* Goal *
Rewrite the lines from the line containing "gray hair for grasp trajectory computation." through the line containing "[0,390,133,517]", changing "perception module" to "vision system" everywhere and leaving everything else as it is.

*** The input

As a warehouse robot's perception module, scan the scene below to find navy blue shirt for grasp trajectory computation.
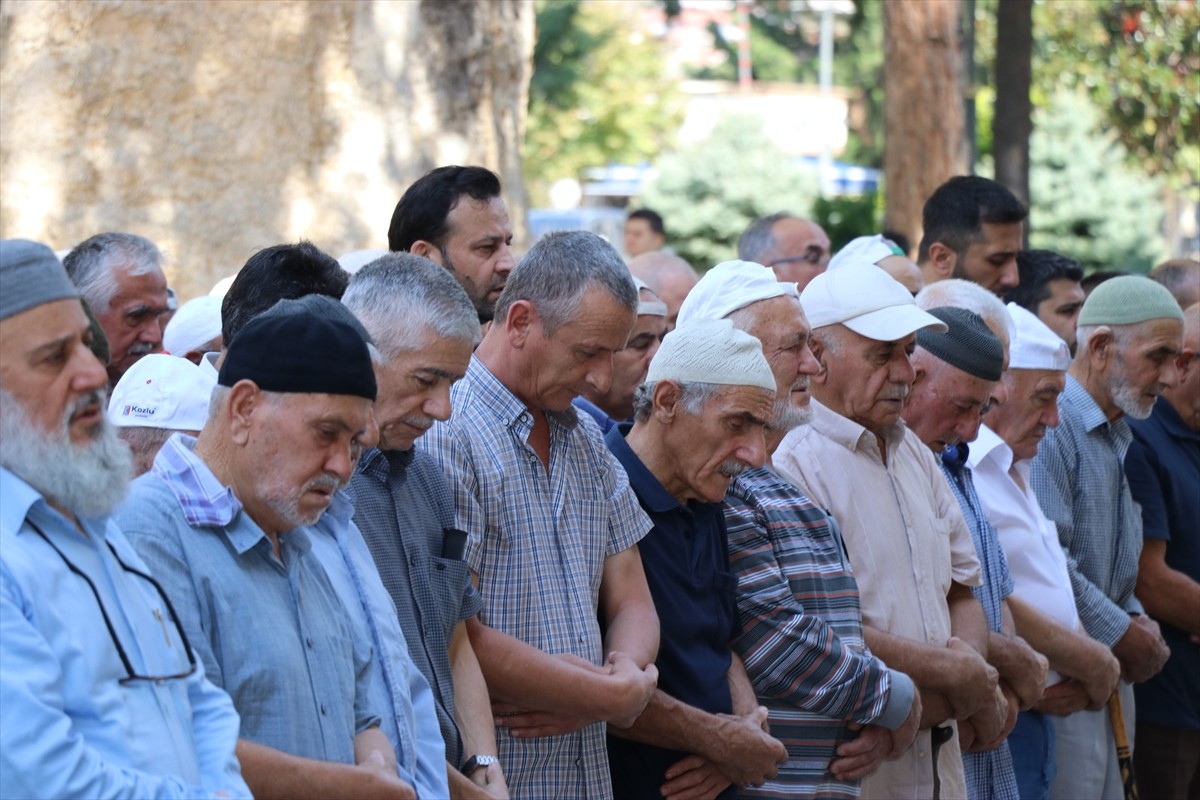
[1126,397,1200,730]
[605,425,742,800]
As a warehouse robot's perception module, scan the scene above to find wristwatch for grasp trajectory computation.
[458,756,500,777]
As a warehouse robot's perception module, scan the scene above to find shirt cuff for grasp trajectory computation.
[875,669,917,730]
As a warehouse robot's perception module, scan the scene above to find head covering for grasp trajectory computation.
[917,306,1004,380]
[634,275,667,317]
[1078,275,1183,325]
[217,312,377,402]
[826,234,907,270]
[108,353,217,431]
[678,261,800,325]
[646,319,776,395]
[162,295,221,355]
[1008,302,1070,371]
[0,239,79,319]
[800,260,946,342]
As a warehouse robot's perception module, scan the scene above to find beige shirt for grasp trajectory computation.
[773,401,980,799]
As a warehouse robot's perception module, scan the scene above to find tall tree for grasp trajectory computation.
[882,0,970,250]
[991,0,1033,205]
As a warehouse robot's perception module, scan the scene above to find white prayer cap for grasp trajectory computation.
[678,261,800,325]
[108,353,217,431]
[337,249,389,275]
[646,319,776,395]
[162,295,221,355]
[800,259,947,342]
[634,275,667,317]
[826,234,907,270]
[1008,302,1070,371]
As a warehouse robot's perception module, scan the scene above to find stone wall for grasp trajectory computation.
[0,0,534,299]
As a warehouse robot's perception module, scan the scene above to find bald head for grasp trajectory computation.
[629,251,700,331]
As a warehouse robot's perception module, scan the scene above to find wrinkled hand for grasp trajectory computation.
[354,750,416,800]
[492,703,590,739]
[1033,679,1091,717]
[704,705,787,786]
[1112,614,1171,684]
[942,636,1000,720]
[607,651,659,728]
[1003,636,1050,711]
[659,756,730,800]
[829,723,895,781]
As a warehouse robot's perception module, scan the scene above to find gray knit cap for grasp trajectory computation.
[917,306,1004,380]
[1076,275,1183,325]
[0,239,79,319]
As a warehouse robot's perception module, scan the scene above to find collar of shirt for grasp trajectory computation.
[467,355,580,439]
[605,422,682,513]
[809,399,905,456]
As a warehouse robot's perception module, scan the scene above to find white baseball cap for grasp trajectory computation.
[108,353,217,431]
[678,261,800,325]
[162,295,221,355]
[1008,302,1070,371]
[800,259,947,342]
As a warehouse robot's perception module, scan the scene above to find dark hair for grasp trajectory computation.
[221,241,350,347]
[1004,249,1084,314]
[388,167,500,253]
[625,209,667,237]
[917,175,1030,261]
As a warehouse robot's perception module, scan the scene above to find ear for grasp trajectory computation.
[504,300,541,350]
[408,239,445,266]
[224,379,264,445]
[929,241,959,279]
[653,380,683,425]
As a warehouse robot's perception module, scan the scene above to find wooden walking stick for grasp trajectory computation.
[1109,690,1138,800]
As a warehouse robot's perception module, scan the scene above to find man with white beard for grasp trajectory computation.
[0,240,250,798]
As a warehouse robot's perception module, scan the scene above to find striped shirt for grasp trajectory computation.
[1031,375,1142,648]
[416,357,650,799]
[725,469,913,798]
[940,444,1019,800]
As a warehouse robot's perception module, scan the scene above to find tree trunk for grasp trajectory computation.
[991,0,1033,214]
[0,0,534,299]
[883,0,968,246]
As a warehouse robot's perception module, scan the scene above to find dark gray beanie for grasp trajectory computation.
[0,239,79,319]
[917,306,1004,380]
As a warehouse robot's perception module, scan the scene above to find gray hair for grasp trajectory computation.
[738,211,796,264]
[342,253,479,361]
[496,230,637,336]
[917,278,1015,353]
[634,380,726,422]
[62,233,162,314]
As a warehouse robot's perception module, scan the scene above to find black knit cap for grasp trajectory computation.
[917,306,1004,380]
[217,312,377,402]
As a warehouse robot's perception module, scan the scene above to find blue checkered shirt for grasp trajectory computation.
[1031,375,1142,648]
[940,444,1020,800]
[416,357,650,800]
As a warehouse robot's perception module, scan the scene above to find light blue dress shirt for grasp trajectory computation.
[308,492,450,799]
[115,434,379,764]
[0,468,251,798]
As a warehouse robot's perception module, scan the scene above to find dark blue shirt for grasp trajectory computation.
[605,425,742,800]
[1126,397,1200,730]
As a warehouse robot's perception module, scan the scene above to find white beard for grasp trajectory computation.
[0,390,133,517]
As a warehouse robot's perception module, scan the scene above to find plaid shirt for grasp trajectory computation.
[416,357,650,799]
[1032,375,1142,648]
[941,444,1020,800]
[725,469,913,798]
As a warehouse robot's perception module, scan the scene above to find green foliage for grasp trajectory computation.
[638,115,818,270]
[812,192,880,253]
[522,0,682,203]
[1030,90,1166,272]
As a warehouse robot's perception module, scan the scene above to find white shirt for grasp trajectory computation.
[967,425,1079,686]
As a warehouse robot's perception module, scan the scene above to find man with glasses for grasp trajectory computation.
[738,211,829,291]
[0,240,250,798]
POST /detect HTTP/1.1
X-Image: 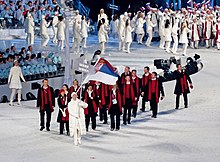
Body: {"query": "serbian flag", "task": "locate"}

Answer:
[83,58,118,85]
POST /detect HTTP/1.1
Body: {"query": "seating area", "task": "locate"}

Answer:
[0,47,64,85]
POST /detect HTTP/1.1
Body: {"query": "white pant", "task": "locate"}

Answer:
[172,35,179,53]
[41,34,50,46]
[10,88,21,103]
[146,31,153,46]
[26,33,34,45]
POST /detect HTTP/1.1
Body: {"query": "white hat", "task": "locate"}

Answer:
[71,92,77,97]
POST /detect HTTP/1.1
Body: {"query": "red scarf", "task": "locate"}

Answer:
[84,91,98,115]
[60,96,69,121]
[40,86,53,110]
[180,74,188,93]
[148,79,159,103]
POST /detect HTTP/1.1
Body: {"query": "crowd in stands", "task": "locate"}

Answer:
[0,45,62,84]
[0,0,63,28]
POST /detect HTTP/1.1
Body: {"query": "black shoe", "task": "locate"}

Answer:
[40,127,45,131]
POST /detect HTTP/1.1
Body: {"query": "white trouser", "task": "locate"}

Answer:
[138,34,144,44]
[166,41,171,52]
[58,40,64,50]
[127,42,131,53]
[26,33,34,45]
[73,128,81,145]
[146,31,153,46]
[183,43,188,55]
[100,42,105,54]
[41,34,50,46]
[10,88,21,103]
[172,35,179,53]
[159,36,165,49]
[52,27,57,43]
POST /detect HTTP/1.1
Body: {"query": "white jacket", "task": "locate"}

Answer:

******

* Output *
As a warehouse robot's vision system, scan the scene above to find gray hair for grasp trajectory computation.
[738,211,796,264]
[342,253,479,361]
[496,230,637,336]
[917,278,1015,353]
[634,380,726,422]
[62,233,162,314]
As a warehouse robot's vision system, scan the scene above to find black knit cap for grasp trajectory computation.
[917,306,1004,380]
[217,312,377,402]
As a warehouse robot's vision system, scan the scene above to find blue checkered shirt for grasp trajectory computation.
[1031,375,1142,648]
[940,444,1020,800]
[416,357,650,800]
As a warehouse robot's vision system, scan the scene above to find light blue dress shirt for grasp trajectory computation.
[308,492,450,799]
[115,434,379,764]
[0,468,251,798]
As a warehouse robot's vision system, scan the scene above to find dark blue shirt for grasp trajectory computation.
[605,425,742,800]
[1126,397,1200,730]
As a warehouse robot's vision system, scan the scene above to find white beard for grasp trajectory computation.
[0,390,133,517]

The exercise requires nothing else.